Problem
Could you count the lines in the entries beneath that hold the word "bowl"? Respond with the number alone.

Extracted records
Content starts

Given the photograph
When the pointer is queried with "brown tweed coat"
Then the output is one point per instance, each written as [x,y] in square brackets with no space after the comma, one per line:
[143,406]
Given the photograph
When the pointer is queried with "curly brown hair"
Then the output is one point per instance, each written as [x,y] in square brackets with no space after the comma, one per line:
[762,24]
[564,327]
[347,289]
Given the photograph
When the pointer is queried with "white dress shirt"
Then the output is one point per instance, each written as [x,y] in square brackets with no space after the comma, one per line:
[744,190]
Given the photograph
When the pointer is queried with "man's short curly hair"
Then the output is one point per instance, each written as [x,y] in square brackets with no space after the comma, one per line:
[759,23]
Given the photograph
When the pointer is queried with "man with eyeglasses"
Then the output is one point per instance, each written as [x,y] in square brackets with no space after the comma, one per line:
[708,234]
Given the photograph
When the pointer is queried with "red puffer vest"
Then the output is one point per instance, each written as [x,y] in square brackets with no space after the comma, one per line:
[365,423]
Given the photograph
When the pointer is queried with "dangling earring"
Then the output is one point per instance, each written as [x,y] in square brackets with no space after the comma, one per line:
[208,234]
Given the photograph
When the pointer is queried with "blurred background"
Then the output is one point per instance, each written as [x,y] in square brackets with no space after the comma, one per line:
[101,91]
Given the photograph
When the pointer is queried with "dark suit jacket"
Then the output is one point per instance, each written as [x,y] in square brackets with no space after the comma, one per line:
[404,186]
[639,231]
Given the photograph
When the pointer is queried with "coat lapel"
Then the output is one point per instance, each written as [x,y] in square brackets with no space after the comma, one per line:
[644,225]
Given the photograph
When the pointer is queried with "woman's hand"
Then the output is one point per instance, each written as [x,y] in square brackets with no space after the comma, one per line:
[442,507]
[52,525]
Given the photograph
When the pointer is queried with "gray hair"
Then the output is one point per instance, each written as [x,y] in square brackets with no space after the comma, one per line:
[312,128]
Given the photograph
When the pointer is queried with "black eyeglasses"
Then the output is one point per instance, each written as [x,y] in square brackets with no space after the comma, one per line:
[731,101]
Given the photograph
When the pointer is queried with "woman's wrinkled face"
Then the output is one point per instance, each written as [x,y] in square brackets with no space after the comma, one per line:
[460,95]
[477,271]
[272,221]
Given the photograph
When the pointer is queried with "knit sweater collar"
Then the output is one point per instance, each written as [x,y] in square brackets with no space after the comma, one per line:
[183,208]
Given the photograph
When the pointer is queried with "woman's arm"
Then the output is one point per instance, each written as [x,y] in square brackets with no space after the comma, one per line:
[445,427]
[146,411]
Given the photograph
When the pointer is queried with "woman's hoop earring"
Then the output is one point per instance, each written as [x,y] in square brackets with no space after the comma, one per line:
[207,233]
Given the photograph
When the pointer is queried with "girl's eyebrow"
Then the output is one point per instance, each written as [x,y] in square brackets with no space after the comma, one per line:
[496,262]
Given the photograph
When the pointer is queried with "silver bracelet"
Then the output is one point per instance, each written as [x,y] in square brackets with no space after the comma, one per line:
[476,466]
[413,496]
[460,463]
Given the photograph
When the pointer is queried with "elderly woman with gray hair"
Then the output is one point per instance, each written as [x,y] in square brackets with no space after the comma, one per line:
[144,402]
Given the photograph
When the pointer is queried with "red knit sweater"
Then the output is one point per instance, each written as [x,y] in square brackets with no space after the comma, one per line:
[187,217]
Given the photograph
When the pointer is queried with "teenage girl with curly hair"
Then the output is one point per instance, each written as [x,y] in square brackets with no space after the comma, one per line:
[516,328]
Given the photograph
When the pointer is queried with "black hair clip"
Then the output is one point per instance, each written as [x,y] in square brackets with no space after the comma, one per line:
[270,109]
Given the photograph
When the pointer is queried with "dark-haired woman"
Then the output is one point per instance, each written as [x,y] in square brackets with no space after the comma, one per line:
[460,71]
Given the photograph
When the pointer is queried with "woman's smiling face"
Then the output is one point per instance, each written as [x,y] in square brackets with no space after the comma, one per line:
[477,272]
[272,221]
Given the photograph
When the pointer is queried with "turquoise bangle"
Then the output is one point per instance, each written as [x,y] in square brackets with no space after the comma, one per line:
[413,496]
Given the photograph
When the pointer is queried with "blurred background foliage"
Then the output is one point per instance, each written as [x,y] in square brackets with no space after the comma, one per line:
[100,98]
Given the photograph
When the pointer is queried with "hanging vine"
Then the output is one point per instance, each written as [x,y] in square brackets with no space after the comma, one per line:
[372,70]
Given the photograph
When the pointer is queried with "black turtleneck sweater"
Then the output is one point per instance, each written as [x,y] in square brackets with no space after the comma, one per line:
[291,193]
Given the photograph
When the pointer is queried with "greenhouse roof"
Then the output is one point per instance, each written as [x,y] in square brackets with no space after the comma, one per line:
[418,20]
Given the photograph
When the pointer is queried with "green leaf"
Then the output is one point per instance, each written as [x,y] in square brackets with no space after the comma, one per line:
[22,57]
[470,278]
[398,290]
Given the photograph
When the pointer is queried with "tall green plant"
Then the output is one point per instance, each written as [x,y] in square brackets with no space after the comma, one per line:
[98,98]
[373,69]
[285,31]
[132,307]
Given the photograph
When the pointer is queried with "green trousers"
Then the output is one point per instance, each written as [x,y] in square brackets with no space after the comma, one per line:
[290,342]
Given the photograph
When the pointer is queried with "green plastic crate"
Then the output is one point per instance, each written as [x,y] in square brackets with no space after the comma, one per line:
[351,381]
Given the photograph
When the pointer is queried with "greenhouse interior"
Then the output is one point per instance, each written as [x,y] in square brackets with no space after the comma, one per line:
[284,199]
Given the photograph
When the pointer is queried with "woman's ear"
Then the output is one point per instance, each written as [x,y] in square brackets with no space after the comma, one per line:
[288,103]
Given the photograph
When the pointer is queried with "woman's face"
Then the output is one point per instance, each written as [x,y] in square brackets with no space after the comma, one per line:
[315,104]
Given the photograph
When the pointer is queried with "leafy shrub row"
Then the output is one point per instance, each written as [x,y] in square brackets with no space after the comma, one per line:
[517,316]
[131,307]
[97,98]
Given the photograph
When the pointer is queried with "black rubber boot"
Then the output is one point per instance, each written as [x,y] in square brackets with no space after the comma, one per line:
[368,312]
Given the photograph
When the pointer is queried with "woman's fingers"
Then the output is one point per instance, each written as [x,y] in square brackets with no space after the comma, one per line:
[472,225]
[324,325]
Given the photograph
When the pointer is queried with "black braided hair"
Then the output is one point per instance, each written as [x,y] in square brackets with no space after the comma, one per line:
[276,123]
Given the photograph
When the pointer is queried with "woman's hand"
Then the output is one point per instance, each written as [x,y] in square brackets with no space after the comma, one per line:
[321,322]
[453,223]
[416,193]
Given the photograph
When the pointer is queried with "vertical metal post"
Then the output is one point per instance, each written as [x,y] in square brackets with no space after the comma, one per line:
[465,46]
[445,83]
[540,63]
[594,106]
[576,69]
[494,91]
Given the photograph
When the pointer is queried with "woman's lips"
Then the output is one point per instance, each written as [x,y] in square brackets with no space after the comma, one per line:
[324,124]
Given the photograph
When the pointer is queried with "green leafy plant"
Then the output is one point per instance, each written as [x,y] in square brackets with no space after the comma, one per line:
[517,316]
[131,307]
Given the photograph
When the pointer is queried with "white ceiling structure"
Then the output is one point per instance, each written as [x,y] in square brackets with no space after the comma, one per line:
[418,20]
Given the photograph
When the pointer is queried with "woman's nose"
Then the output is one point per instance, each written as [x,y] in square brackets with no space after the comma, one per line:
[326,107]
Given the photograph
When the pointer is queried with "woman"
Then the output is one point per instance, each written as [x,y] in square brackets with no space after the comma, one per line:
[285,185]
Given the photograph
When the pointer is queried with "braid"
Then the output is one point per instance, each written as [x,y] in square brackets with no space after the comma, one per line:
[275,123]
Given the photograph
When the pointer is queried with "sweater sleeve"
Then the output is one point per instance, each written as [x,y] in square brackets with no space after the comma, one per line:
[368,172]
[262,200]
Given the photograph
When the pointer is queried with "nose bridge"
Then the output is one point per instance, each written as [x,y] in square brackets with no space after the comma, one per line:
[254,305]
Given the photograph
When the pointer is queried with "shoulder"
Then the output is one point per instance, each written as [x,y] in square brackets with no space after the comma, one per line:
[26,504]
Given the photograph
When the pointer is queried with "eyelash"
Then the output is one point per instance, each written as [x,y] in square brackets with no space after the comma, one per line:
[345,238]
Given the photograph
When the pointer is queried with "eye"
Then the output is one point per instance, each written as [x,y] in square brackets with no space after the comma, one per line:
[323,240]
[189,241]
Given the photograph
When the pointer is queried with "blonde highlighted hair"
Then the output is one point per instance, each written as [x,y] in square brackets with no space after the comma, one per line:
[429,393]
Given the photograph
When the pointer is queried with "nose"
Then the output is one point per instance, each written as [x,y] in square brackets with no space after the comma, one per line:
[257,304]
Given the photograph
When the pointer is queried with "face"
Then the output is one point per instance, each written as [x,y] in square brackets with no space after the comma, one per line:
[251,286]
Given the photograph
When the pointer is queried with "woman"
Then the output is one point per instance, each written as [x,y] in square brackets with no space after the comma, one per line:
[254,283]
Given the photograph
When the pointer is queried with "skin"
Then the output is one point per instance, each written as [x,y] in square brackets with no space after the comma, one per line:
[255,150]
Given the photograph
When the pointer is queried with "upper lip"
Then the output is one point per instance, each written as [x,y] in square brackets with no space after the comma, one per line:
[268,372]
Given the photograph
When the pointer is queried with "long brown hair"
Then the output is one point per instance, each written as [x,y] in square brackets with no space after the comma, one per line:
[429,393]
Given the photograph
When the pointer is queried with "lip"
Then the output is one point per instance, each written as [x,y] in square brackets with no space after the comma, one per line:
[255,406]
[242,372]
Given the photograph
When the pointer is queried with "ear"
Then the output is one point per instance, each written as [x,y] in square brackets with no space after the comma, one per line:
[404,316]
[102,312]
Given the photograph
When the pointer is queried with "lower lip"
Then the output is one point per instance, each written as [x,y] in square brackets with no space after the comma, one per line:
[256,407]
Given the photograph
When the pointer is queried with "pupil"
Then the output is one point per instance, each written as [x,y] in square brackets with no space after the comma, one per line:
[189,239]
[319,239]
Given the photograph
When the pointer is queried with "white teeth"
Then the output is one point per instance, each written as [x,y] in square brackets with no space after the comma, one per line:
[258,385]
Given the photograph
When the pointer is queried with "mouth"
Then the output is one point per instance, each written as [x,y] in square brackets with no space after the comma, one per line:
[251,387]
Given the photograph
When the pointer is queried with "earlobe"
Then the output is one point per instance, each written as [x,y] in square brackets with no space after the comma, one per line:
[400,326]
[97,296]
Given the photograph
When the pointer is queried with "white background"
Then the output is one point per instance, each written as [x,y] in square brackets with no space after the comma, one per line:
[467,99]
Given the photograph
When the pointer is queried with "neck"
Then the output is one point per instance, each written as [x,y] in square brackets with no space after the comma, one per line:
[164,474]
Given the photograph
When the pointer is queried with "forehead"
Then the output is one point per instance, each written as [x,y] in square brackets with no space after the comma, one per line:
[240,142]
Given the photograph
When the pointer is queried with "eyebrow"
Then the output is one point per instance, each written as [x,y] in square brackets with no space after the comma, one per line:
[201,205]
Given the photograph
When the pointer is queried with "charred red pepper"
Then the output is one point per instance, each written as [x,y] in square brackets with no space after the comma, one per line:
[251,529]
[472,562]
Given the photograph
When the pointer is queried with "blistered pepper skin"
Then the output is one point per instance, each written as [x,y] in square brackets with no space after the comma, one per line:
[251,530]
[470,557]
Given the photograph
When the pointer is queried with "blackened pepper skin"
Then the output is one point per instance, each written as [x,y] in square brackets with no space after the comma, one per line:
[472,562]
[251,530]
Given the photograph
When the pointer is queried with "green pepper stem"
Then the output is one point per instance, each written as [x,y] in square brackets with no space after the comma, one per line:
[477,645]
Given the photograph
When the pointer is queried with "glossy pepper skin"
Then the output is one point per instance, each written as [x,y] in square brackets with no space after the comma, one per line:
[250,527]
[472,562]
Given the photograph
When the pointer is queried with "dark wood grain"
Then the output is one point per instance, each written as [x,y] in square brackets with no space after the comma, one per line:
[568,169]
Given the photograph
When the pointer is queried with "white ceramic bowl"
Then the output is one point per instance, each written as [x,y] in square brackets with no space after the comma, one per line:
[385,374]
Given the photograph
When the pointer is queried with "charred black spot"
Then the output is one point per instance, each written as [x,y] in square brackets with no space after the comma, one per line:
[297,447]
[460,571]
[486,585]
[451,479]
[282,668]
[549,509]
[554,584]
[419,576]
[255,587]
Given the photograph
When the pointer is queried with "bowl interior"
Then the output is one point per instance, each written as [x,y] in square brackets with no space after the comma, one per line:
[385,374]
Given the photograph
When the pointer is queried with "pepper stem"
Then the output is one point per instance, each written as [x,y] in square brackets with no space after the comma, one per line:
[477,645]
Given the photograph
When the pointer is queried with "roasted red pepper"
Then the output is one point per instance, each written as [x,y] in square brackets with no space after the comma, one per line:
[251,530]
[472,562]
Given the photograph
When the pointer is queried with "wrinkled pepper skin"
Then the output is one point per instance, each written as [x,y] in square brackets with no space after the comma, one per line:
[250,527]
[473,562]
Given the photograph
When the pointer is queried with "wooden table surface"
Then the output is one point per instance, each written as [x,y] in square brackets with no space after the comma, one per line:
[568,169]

Content ends

Result below
2